Your objective: Reproduce the following lines word for word.

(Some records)

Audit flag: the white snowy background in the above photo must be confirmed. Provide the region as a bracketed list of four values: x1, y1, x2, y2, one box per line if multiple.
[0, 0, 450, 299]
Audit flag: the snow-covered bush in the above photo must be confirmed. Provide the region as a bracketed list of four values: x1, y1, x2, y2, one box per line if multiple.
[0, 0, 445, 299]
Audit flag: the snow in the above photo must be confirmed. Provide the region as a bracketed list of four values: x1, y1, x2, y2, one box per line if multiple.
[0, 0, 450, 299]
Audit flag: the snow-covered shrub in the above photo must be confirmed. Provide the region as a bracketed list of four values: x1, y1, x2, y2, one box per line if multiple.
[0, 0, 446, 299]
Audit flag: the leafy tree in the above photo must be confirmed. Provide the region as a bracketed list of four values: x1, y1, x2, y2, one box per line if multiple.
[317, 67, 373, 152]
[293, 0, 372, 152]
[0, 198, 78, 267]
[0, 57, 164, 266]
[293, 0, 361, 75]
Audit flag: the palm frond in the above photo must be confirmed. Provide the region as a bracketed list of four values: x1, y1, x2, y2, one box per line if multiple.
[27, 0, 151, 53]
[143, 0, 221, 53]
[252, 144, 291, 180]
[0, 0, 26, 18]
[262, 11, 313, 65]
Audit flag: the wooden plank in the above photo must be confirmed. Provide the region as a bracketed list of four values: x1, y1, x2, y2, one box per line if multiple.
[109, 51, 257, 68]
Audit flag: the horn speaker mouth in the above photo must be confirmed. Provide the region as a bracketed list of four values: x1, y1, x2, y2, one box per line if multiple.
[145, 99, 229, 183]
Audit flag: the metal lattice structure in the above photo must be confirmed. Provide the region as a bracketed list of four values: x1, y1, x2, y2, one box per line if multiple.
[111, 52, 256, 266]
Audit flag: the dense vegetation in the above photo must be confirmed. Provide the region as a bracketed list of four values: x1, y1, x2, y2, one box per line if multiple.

Exercise output:
Audit flag: the white snowy background in the above photo must be confirmed. Provide the region as a bracketed list of four values: x1, y1, x2, y2, one box per line if multiple.
[0, 0, 450, 299]
Audit flag: the snow-covered bush in the above photo must be confirmed. Provide the region as a bracketed list of four values: x1, y1, x2, y2, one box per line if multiple.
[0, 0, 445, 299]
Audit flag: the snow in the above photo must be confirmed. Provide the region as a bracketed list of four values: x1, y1, x2, y2, one box per line if multiple.
[0, 0, 450, 299]
Audit flag: the snow-covered shrub in the above photo must be confirmed. Provide the region as a bracketed list of four values: x1, y1, x2, y2, one box per line if multiple.
[0, 0, 446, 299]
Audit flag: the leafy tree in the above photo must be confirmed. Provide the region as a bracketed list of four values: x1, y1, x2, y2, one box per line if multiple.
[317, 67, 373, 152]
[293, 0, 372, 152]
[0, 198, 78, 267]
[0, 57, 164, 266]
[293, 0, 361, 75]
Audit flag: the palm frond in the above photo must be confirmed. Provide the region as a bracketed list of four values: x1, y1, x2, y2, one box per line if multiple.
[27, 0, 151, 53]
[143, 0, 221, 53]
[252, 144, 291, 180]
[0, 0, 26, 18]
[262, 11, 313, 65]
Audit flag: the wooden plank in the above photo must be confirmed. Provide the region as a bracketed list of four values: x1, y1, x2, y2, one box per line if multiple.
[109, 51, 257, 68]
Audit flag: the horn speaker mouth in the above photo must be confirmed. Provide the region as a bracketed list of four values: x1, y1, x2, y2, one box per line if multiple.
[145, 99, 229, 183]
Audit flag: the metal lattice structure in the above photo must be confirmed. Provide the region as a bracketed list of four values: x1, y1, x2, y2, one box per line if multiple.
[111, 52, 256, 266]
Audit flag: the dense vegetation in the above photo must be confirmed. Provide the region as a bracketed list of four values: x1, y1, x2, y2, one box per line if multiple.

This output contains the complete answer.